Material for this task:
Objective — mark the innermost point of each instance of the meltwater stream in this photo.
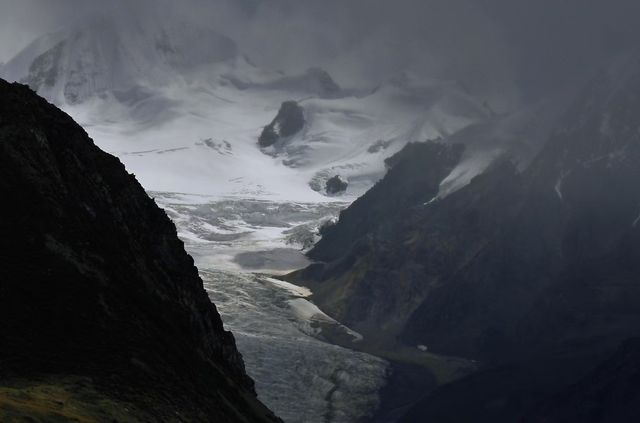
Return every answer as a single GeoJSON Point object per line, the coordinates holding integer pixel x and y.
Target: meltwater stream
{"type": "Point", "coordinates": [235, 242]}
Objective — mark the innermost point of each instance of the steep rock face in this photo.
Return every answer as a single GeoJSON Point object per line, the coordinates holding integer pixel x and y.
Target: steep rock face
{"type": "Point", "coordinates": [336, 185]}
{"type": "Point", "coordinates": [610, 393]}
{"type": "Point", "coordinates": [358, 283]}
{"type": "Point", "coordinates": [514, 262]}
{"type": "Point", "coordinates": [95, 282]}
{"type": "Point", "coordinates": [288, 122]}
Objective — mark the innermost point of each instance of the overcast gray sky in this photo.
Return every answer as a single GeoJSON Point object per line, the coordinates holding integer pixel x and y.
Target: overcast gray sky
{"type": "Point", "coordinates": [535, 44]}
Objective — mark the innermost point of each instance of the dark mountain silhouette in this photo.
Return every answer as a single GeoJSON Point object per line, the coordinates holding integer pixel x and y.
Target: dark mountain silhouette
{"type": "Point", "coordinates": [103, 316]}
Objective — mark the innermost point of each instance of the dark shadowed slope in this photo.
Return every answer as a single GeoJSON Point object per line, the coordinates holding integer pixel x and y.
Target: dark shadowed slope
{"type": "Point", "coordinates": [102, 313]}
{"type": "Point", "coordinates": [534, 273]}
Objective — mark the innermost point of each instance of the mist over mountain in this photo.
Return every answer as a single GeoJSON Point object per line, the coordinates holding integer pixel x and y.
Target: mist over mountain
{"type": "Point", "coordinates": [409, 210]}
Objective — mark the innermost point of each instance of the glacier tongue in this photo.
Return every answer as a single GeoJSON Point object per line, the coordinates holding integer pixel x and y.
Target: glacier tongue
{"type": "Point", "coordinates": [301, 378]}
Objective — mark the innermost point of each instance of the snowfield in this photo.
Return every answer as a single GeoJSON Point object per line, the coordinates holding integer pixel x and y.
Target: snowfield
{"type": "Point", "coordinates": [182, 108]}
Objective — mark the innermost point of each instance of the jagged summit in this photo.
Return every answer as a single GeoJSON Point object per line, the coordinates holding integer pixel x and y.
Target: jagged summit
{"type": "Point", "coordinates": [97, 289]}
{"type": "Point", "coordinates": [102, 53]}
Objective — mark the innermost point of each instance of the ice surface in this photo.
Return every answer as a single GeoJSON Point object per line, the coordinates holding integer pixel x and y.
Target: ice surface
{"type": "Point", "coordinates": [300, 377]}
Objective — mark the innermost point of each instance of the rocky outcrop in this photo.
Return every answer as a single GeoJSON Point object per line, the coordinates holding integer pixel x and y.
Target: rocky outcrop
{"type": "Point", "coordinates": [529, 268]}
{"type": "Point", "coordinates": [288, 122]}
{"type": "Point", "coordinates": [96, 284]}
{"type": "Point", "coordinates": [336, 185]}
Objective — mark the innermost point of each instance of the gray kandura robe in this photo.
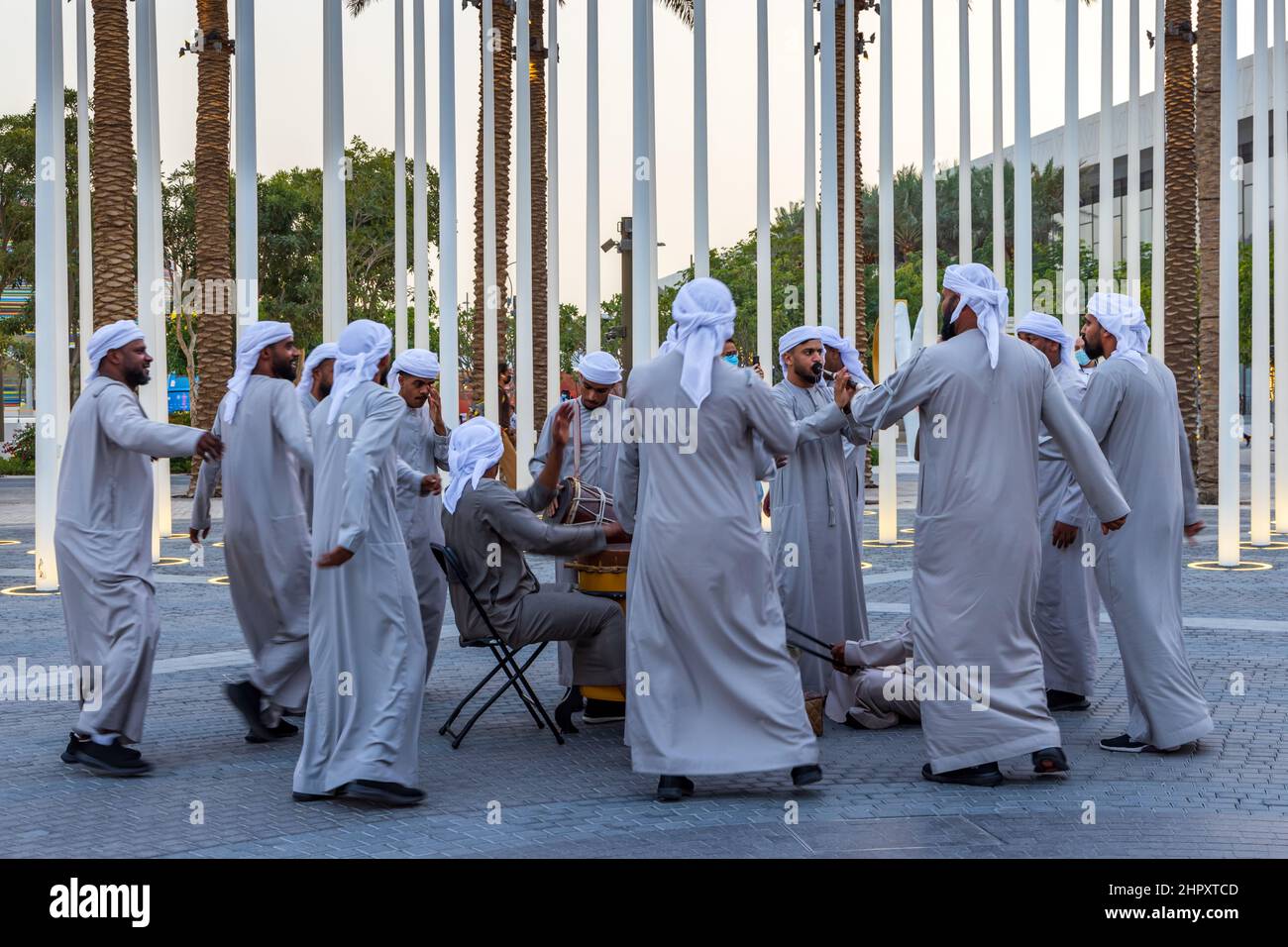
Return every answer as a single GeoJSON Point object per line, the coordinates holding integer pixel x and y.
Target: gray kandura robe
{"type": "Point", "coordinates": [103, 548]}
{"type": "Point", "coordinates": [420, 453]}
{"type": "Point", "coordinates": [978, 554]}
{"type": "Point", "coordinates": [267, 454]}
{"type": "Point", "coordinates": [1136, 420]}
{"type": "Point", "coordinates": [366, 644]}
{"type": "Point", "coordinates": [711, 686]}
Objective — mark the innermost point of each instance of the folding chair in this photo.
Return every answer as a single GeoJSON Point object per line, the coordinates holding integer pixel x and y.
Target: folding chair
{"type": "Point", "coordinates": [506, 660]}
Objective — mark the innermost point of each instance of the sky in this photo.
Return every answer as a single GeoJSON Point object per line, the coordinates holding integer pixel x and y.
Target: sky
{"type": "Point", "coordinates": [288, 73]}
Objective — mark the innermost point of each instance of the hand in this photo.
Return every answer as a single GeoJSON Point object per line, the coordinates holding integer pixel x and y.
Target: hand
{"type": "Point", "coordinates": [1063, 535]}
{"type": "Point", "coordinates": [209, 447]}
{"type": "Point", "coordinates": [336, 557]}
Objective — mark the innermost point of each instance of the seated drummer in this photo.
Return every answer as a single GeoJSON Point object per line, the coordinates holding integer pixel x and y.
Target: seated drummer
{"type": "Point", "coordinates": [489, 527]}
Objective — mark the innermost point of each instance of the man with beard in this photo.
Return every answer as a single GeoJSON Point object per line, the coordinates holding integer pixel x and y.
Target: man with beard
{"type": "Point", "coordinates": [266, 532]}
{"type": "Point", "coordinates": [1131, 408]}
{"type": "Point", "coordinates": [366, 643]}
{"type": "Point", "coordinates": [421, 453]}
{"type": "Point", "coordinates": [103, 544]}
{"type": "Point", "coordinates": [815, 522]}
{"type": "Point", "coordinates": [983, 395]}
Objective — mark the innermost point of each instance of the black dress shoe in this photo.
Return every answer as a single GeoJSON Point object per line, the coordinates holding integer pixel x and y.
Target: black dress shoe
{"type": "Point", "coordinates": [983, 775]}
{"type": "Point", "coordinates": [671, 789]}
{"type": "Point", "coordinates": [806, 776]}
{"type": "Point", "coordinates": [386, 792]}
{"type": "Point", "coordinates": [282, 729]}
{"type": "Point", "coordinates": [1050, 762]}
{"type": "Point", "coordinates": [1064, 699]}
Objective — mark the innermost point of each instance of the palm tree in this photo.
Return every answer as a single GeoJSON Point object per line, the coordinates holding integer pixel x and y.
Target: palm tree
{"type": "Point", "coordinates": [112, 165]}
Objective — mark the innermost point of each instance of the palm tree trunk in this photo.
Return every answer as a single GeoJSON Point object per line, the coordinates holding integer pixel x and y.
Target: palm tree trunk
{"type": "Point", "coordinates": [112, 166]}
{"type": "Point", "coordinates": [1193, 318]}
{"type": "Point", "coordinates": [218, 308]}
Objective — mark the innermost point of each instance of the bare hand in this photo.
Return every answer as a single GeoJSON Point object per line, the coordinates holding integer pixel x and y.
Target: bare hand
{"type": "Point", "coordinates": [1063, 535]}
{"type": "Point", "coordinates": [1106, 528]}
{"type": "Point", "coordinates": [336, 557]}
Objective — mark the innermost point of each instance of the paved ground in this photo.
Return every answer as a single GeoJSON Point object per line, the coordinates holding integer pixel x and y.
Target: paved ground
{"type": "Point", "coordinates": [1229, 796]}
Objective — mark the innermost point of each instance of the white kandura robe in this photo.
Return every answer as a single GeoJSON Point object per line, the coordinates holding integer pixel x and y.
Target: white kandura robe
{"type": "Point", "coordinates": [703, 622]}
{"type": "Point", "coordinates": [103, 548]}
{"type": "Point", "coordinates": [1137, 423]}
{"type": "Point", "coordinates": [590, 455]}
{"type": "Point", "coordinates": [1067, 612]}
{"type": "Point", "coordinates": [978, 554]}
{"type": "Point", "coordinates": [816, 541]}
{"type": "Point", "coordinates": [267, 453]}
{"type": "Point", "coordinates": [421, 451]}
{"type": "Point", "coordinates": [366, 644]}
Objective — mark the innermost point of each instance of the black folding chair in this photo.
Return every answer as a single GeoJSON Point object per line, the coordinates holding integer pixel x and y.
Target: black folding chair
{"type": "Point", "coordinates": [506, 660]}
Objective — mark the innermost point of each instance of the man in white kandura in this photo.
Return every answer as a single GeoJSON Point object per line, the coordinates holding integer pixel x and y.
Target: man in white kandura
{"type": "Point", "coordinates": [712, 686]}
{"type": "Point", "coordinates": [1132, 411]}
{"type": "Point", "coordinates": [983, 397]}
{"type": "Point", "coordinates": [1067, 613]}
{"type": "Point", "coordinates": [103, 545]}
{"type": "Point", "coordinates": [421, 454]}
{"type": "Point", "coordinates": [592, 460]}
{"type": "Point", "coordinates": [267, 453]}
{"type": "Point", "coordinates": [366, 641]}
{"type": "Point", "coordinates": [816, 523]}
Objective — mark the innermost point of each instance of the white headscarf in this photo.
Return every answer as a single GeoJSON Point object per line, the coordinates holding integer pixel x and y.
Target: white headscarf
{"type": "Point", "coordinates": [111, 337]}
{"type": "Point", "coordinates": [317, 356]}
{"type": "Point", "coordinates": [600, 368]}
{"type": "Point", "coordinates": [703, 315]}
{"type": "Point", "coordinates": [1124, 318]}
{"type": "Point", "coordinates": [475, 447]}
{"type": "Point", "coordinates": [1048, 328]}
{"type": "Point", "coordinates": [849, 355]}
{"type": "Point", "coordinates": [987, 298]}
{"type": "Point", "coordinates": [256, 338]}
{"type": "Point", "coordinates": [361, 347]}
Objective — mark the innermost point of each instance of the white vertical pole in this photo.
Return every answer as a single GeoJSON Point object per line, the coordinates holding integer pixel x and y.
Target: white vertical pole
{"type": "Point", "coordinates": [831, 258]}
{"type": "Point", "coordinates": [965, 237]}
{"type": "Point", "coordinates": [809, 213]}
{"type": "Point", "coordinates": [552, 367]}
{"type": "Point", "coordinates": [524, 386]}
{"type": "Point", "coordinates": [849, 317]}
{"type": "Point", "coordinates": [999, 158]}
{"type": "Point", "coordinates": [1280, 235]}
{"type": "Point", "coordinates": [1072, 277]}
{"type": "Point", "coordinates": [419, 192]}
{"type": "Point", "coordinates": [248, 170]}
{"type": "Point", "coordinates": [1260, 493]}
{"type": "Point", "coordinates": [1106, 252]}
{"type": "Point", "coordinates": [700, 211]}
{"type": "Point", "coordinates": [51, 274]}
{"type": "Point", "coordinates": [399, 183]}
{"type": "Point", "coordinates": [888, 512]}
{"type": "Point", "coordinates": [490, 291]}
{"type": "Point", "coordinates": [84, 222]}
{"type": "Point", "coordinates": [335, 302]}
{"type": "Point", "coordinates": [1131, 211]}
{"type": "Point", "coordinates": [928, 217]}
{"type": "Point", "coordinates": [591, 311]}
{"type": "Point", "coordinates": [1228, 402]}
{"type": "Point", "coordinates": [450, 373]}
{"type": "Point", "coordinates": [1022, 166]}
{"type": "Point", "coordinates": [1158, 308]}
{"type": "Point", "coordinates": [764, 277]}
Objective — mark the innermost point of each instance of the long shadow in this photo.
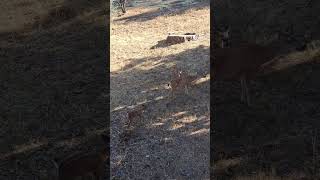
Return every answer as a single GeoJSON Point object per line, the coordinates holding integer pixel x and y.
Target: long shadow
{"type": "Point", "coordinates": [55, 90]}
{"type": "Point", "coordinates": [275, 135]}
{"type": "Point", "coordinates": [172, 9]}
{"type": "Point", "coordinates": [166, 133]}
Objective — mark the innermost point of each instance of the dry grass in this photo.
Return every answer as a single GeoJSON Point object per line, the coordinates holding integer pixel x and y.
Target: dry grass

What the task asks: State how many lines in the listing above contain "grass". Offer nothing besides that number.

Exercise output: 2